Activity - Determine how many lines in these records hold "cooktop". Only the number is wanted.
* * * * *
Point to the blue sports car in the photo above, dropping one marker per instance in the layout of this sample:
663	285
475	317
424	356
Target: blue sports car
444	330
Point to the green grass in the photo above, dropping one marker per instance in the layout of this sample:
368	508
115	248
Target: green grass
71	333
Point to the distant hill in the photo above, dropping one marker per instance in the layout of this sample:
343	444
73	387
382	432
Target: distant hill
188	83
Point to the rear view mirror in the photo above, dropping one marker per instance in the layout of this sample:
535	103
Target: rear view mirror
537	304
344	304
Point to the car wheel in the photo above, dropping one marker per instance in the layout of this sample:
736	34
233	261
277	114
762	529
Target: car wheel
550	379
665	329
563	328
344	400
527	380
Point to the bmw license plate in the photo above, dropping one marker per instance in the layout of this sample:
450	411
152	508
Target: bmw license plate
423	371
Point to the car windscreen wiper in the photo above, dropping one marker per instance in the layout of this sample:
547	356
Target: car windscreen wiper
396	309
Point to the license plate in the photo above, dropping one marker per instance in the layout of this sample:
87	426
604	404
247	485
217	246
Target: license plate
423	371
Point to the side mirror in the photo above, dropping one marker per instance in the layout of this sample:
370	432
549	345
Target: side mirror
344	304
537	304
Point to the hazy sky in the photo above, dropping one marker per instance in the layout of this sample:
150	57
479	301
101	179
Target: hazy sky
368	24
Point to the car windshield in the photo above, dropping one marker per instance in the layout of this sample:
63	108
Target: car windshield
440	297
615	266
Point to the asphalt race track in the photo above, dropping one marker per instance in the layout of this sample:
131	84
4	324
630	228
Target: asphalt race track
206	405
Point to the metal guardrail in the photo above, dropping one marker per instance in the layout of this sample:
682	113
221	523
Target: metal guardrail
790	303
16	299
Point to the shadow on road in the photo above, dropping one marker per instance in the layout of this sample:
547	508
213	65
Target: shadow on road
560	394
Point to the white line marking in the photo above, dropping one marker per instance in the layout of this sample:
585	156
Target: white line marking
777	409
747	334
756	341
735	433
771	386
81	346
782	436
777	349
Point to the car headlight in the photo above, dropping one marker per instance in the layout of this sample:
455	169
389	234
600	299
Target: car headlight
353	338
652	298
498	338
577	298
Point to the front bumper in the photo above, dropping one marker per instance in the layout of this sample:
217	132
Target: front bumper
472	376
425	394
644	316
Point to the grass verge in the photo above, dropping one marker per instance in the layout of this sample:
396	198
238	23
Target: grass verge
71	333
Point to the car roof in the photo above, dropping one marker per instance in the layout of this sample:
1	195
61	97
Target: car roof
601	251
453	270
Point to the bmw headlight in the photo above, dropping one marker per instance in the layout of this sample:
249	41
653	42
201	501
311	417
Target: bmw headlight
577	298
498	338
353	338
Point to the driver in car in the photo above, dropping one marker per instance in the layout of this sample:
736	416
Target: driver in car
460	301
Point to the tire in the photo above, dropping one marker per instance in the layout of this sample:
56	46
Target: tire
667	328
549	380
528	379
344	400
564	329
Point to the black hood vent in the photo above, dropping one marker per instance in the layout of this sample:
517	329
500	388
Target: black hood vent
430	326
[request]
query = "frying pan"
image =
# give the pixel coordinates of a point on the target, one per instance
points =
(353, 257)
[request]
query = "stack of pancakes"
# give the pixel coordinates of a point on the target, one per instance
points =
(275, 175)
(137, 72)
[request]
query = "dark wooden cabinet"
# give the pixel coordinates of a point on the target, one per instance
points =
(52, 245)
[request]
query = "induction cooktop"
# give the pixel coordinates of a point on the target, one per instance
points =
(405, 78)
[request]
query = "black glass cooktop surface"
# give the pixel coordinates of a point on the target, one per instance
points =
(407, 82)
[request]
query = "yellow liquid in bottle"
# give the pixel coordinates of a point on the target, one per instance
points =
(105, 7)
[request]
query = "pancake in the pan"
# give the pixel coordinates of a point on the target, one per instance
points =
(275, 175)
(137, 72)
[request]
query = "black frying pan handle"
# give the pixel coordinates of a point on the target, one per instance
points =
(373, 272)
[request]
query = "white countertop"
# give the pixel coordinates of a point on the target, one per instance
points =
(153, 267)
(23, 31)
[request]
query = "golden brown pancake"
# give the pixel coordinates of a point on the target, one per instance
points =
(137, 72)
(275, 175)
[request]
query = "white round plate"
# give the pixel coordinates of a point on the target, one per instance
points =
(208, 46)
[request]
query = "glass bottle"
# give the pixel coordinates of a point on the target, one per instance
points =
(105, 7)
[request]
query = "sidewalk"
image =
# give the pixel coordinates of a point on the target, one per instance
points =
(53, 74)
* * * * *
Exercise response - 2